WHAT THE EXERCISE ASKS -
Among the entries that follow, find the lines containing the string "surface" and copy them.

Natural-language object grounding data -

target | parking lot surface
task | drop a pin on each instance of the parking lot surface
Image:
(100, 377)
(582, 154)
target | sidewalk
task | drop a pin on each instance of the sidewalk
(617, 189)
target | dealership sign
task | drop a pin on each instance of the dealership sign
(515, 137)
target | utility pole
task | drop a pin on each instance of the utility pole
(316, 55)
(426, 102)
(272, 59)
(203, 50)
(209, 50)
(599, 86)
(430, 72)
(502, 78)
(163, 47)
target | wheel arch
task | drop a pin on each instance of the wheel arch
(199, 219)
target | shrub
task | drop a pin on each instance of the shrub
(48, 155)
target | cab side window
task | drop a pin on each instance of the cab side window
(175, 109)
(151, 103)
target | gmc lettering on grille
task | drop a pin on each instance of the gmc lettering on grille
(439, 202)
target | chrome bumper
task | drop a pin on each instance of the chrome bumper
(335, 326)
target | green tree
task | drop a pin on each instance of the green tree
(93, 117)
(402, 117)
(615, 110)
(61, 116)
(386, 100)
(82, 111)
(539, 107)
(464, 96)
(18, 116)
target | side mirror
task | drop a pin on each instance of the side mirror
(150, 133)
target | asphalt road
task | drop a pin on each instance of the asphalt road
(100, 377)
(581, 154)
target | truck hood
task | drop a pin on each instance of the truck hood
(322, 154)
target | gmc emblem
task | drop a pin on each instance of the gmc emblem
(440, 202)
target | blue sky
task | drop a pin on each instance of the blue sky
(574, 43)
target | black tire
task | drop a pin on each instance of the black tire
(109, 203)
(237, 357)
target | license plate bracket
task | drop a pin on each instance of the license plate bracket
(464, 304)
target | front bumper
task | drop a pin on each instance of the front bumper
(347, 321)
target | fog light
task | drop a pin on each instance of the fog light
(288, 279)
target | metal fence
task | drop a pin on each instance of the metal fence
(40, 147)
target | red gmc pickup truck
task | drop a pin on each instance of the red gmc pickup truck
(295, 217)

* * *

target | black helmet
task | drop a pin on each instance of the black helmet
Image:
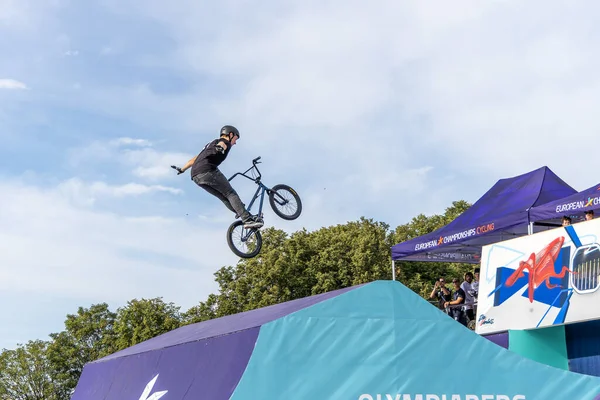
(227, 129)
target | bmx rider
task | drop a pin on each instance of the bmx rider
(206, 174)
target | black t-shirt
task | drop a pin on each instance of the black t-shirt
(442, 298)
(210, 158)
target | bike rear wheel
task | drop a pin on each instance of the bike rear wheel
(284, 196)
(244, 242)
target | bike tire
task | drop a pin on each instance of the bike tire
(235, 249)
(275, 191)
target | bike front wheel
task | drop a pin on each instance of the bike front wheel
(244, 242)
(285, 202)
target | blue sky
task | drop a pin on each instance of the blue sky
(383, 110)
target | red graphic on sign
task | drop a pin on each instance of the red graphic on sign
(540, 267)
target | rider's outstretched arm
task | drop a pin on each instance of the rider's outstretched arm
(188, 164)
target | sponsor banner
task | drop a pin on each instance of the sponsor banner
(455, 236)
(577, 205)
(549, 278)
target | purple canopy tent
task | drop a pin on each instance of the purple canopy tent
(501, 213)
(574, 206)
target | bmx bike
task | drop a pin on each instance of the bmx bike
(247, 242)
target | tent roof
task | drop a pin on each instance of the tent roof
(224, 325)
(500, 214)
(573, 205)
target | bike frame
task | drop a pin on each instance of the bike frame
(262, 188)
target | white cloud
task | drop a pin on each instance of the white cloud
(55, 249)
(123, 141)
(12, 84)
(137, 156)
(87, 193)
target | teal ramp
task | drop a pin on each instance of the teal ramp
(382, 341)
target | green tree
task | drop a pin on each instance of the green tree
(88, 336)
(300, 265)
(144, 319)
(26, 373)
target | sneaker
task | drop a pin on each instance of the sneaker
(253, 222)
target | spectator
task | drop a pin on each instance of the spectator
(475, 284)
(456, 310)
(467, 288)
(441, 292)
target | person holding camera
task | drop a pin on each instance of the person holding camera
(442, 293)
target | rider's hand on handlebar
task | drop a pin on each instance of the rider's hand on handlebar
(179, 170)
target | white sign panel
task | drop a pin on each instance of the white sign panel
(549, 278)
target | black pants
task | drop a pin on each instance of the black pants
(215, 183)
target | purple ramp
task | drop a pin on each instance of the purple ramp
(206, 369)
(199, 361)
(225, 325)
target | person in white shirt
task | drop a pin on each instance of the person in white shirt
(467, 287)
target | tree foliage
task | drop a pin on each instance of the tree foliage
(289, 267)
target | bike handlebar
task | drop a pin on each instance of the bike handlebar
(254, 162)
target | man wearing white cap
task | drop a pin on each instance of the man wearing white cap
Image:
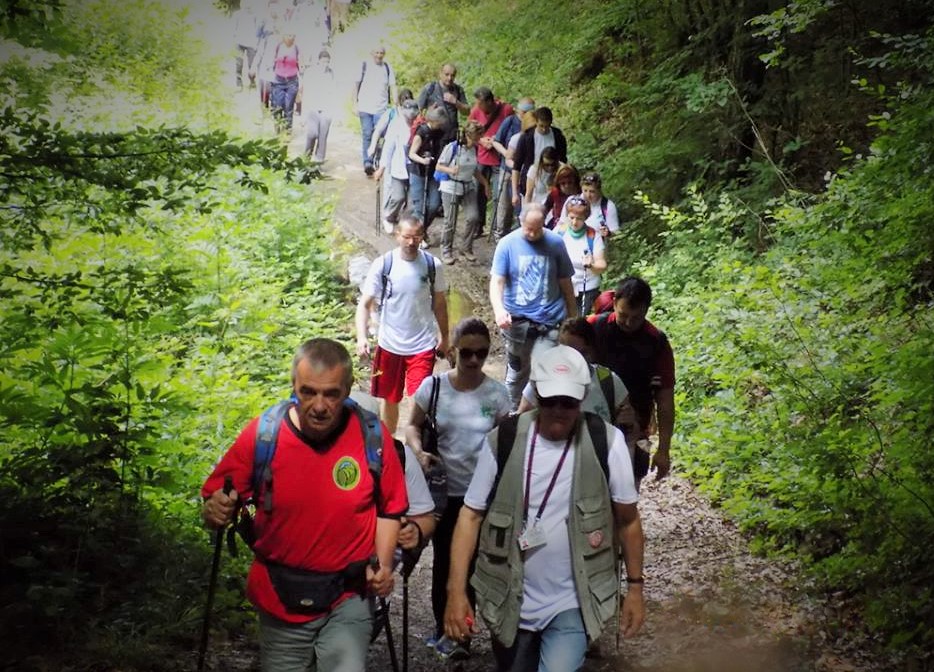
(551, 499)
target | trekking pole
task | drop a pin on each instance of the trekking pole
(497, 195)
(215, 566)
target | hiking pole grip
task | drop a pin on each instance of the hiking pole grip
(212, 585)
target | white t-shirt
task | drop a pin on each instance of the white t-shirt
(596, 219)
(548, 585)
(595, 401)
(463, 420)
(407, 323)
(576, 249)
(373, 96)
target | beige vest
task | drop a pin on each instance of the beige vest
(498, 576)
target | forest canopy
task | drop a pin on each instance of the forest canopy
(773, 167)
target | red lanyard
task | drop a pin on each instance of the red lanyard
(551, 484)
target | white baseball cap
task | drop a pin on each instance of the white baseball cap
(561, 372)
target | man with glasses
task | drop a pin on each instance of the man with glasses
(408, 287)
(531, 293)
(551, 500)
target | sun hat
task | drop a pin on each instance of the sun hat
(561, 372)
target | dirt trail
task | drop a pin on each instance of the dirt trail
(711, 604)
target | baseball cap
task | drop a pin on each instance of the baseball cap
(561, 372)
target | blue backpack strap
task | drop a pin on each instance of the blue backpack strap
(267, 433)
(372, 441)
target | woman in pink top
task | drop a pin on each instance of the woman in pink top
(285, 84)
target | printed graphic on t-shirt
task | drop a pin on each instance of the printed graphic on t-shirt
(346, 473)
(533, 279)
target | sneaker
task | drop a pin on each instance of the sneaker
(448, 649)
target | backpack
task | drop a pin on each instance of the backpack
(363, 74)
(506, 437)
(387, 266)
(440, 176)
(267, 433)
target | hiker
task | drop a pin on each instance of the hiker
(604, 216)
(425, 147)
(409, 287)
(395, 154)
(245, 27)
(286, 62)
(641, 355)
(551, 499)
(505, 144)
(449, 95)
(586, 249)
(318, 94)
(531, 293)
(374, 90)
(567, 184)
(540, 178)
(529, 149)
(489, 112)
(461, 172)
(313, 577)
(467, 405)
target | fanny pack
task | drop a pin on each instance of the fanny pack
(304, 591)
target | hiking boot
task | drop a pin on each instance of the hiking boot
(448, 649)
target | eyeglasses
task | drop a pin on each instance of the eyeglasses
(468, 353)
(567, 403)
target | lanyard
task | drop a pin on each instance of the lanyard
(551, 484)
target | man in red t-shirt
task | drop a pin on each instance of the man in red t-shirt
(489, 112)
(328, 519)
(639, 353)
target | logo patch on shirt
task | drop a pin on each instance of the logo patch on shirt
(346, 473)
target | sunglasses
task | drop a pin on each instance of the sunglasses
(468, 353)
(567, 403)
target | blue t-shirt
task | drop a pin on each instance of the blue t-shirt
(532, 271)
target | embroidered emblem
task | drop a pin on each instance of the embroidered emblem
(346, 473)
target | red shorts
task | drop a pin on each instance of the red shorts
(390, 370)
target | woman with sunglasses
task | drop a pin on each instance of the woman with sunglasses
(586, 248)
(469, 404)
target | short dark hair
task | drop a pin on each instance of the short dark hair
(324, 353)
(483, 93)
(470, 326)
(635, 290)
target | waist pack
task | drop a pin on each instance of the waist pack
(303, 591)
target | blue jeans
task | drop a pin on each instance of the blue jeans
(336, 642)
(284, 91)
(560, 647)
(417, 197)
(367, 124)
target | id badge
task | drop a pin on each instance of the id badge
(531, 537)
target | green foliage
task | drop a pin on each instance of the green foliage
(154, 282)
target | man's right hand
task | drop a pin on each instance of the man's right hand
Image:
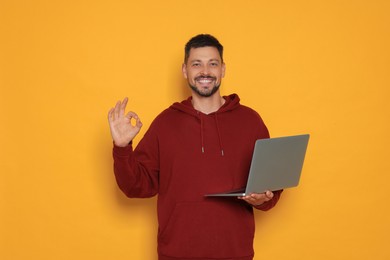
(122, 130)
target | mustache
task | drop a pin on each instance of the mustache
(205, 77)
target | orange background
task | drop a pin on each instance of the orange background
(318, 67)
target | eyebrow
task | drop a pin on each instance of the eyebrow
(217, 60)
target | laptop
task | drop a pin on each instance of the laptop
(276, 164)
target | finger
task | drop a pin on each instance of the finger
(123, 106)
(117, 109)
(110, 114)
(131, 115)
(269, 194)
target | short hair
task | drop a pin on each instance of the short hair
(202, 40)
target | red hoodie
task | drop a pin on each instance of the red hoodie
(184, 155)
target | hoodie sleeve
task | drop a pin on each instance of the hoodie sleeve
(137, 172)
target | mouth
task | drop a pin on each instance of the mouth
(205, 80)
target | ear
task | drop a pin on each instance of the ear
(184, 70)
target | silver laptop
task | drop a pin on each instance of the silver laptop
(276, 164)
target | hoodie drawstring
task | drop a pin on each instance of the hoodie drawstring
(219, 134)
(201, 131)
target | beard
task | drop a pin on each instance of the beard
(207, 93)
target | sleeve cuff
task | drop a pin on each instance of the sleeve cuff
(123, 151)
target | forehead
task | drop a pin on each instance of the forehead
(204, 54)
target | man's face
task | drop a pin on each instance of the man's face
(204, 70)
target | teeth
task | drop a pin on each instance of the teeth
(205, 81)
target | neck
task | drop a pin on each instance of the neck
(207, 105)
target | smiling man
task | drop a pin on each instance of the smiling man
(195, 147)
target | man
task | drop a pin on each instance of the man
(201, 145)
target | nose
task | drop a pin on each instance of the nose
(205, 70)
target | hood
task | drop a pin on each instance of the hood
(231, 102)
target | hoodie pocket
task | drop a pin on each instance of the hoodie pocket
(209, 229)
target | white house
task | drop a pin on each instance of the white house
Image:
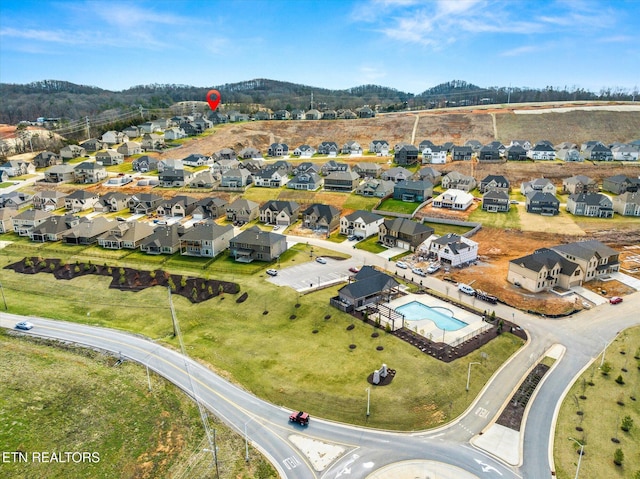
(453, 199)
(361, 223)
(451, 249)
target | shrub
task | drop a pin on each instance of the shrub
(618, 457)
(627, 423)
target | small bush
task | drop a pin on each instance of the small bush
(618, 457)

ANSWER BOX -
target | parking lot surface
task | drop a pin on each instance of the parking lot surface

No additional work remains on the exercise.